Americans live in a paradox when it comes to prescription drugs. On one hand, patients know they need medications to stay healthy, manage chronic conditions, or simply function day-to-day. On the other hand, they resent — often deeply — the very industry that produces those lifesaving therapies. It’s a need-hate relationship, and it’s getting worse.
Pharma’s strategy of selling directly to patients through DTC advertising has done nothing to soften that resentment. In fact, it has arguably made it more visible. Yes, TV ads may help patients recognize symptoms or understand treatment options, but they do nothing to address the reality that too many people still struggle to afford the very drugs being enthusiastically promoted to them during prime time.
Here’s why the tension between patients and Big Pharma keeps widening.
1. Patients Understand the Value — But Not the Price
Patients don’t question whether insulin, asthma inhalers, GLP-1 drugs, or cancer therapies are medically necessary. They know they work. They know they can be life-changing.
But they can’t understand — or defend — the price tags.
When someone is told the drug they must take to survive will cost hundreds or thousands per month, any positive feelings about innovation evaporate. Pharma often argues that prices fund research, but patients see a system where the U.S. pays far more than any other developed nation. They see CEOs earning tens of millions. They see stock buybacks. They see rising list prices year after year.
Affordability overwhelms everything else. Even gratitude for medical breakthroughs.

**COMPLETE THE FOLLOWING:**
A: Three questions on the drug-pricing article:
(i) What does the article call the relationship Americans have with the industry that produces their medications?
(ii) According to the article, what may TV ads help patients do?
(iii) How does the article say U.S. spending compares with other developed nations?
B: Can you give the part of the drug-pricing article between "Pharma’s strategy of" and "the price tags.", inclusive, again, switching "TV ads" to "television commercials"?

**LISTED ENTRIES:**
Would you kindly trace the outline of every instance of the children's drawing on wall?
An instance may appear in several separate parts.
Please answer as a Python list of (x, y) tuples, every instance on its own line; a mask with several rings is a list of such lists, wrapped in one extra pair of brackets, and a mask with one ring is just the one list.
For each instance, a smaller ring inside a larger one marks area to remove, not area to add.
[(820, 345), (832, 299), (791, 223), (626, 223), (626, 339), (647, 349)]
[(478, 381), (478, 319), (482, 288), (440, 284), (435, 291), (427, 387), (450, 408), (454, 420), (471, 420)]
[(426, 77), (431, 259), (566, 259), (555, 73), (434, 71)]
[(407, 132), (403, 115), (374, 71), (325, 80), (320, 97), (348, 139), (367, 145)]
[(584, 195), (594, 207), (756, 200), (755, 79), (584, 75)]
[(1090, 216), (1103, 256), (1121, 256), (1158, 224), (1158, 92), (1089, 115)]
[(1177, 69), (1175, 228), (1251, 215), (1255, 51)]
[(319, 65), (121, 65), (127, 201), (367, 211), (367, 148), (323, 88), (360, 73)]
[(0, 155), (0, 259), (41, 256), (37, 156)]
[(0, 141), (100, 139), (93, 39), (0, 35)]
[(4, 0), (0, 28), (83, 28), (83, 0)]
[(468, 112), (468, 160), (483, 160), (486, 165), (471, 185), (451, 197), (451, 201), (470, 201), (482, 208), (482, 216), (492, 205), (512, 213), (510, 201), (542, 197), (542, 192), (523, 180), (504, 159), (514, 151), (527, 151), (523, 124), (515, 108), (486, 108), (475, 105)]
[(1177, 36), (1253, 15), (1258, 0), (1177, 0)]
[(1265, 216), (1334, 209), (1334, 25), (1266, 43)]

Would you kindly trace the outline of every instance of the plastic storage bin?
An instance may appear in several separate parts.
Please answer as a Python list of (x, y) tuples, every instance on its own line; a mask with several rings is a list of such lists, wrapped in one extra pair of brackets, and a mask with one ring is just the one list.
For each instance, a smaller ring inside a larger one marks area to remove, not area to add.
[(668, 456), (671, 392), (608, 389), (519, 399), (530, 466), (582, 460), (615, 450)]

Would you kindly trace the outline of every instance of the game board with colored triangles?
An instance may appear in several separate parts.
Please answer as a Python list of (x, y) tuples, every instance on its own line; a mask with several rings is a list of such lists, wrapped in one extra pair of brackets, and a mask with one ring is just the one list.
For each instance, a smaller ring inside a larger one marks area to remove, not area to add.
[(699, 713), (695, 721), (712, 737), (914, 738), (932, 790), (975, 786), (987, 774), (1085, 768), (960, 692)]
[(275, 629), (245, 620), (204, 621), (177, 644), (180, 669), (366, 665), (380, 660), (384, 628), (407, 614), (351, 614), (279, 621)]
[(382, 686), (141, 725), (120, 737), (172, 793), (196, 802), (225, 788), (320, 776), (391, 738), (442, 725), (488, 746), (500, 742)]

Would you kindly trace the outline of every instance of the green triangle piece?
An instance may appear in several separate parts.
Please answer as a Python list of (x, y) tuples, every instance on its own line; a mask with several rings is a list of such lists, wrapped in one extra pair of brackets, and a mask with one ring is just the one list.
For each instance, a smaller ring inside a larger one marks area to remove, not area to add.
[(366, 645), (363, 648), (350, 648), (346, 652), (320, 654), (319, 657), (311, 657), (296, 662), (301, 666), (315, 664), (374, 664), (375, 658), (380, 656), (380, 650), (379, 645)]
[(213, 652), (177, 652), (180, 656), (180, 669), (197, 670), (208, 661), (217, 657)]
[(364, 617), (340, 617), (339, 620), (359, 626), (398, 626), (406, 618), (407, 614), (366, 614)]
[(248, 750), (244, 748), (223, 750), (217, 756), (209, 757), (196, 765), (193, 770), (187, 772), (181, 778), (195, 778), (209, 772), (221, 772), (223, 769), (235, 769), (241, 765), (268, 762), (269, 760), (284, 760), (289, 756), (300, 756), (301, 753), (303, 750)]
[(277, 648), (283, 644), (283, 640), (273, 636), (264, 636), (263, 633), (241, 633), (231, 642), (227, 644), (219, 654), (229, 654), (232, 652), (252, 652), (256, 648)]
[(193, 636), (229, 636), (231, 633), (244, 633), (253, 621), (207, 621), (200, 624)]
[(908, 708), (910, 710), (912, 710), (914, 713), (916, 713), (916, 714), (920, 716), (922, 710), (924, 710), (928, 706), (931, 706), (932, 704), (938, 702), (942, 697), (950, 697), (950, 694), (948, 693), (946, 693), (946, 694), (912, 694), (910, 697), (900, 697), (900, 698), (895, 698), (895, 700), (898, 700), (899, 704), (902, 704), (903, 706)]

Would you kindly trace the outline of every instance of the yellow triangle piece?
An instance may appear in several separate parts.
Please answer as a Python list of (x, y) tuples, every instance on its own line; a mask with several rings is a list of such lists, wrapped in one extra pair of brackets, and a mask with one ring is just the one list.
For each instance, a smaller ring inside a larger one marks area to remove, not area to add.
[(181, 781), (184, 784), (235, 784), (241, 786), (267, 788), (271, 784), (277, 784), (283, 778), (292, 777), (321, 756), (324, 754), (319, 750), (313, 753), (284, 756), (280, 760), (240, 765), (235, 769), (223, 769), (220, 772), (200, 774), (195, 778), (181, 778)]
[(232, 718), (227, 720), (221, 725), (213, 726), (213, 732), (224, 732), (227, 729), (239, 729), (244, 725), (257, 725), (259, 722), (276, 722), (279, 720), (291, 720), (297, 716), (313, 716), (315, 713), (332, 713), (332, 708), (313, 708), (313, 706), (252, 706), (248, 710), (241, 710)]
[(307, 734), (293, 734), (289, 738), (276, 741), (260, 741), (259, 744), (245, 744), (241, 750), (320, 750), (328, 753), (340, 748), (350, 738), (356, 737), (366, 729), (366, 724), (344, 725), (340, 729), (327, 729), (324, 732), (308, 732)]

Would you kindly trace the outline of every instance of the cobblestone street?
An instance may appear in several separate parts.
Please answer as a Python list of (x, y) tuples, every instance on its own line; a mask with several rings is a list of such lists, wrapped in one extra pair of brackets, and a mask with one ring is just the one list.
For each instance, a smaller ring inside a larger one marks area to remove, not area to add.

**LIST OF ANSWERS:**
A:
(i) A need-hate relationship.
(ii) Recognize symptoms or understand treatment options.
(iii) The U.S. pays far more than any other developed nation.

B:
Pharma’s strategy of selling directly to patients through DTC advertising has done nothing to soften that resentment. In fact, it has arguably made it more visible. Yes, television commercials may help patients recognize symptoms or understand treatment options, but they do nothing to address the reality that too many people still struggle to afford the very drugs being enthusiastically promoted to them during prime time.
Here’s why the tension between patients and Big Pharma keeps widening.
1. Patients Understand the Value — But Not the Price
Patients don’t question whether insulin, asthma inhalers, GLP-1 drugs, or cancer therapies are medically necessary. They know they work. They know they can be life-changing.
But they can’t understand — or defend — the price tags.